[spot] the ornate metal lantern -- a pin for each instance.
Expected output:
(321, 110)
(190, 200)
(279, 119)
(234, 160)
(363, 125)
= = = =
### Problem details
Your task is to extract all of the records exactly.

### Answer space
[spot] the ornate metal lantern -- a pin for each instance.
Expected output:
(321, 110)
(190, 200)
(279, 119)
(234, 160)
(363, 125)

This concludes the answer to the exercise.